+++ INFORMATION GIVEN +++

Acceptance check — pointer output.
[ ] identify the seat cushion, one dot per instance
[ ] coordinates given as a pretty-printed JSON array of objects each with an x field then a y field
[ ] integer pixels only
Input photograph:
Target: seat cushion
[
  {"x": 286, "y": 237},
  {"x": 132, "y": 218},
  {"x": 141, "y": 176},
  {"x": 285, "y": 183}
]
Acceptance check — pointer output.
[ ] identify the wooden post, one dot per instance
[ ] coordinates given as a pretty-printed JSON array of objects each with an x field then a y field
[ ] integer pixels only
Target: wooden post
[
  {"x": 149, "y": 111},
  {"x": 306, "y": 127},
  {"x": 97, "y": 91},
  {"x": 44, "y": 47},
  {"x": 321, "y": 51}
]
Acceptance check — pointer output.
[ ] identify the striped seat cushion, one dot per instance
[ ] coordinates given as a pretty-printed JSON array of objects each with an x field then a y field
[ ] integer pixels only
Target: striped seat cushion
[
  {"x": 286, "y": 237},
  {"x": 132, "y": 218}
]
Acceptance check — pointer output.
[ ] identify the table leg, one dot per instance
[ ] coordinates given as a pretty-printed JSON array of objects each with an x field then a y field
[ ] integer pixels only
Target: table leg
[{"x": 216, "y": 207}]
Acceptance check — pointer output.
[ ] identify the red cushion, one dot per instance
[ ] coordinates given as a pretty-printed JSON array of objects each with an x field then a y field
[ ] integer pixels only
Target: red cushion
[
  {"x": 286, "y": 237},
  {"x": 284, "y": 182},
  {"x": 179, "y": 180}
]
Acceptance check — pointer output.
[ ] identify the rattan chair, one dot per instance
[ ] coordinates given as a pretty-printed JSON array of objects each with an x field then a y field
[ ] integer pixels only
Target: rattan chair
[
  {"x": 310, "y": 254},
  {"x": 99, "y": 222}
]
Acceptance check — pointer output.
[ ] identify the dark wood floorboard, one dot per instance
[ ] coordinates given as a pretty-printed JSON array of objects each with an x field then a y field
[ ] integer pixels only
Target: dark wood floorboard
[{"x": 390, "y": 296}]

+++

### EXERCISE DESCRIPTION
Make a verbatim copy of every entry shown above.

### SOLUTION FOR THIS PROBLEM
Acceptance check — pointer output.
[ ] identify the seat cushion, one dot per instance
[ ] coordinates given as a pretty-printed JSON array of objects each with an x field then a y field
[ ] integer pixels only
Input photograph:
Target: seat cushion
[
  {"x": 286, "y": 237},
  {"x": 132, "y": 218},
  {"x": 141, "y": 176},
  {"x": 285, "y": 183}
]
Acceptance check — pointer output.
[ ] identify the wooden post, one dot per instance
[ ] coordinates given as a pretty-printed JSON array of objects each with an x field then a y field
[ ] integer pixels only
Target: wooden post
[
  {"x": 149, "y": 111},
  {"x": 306, "y": 127},
  {"x": 97, "y": 91},
  {"x": 44, "y": 47},
  {"x": 321, "y": 51}
]
Acceptance check — pointer output.
[ ] identify the striped seat cushion, one dot per instance
[ ] coordinates given as a pretty-printed JSON array of objects each with an x field then a y field
[ ] integer pixels only
Target: striped seat cushion
[
  {"x": 286, "y": 237},
  {"x": 132, "y": 218}
]
Acceptance check — pointer output.
[ ] identify the table leg, one dot per instance
[ ] coordinates given as a pretty-printed JSON array of objects each with an x field then a y field
[ ] integer pixels only
Target: table leg
[{"x": 216, "y": 207}]
Acceptance check — pointer output.
[ ] identify the red cushion, one dot per instance
[ ] coordinates given as a pretty-printed JSON array of objects each with an x field then a y field
[ ] integer pixels only
Target: red cushion
[
  {"x": 286, "y": 237},
  {"x": 284, "y": 182},
  {"x": 179, "y": 180}
]
Acceptance check — pointer output.
[ ] identify the rattan chair, one dot per instance
[ ] coordinates given as a pretty-printed JSON array of objects each with an x field then a y field
[ ] integer pixels only
Target: rattan chair
[
  {"x": 310, "y": 254},
  {"x": 99, "y": 222}
]
Acceptance check — pointer output.
[ ] identify the dark wood floorboard, one dot per instance
[ ] coordinates given as a pretty-printed JSON array of objects each with an x field then a y field
[ ] integer pixels only
Target: dark wood floorboard
[{"x": 390, "y": 296}]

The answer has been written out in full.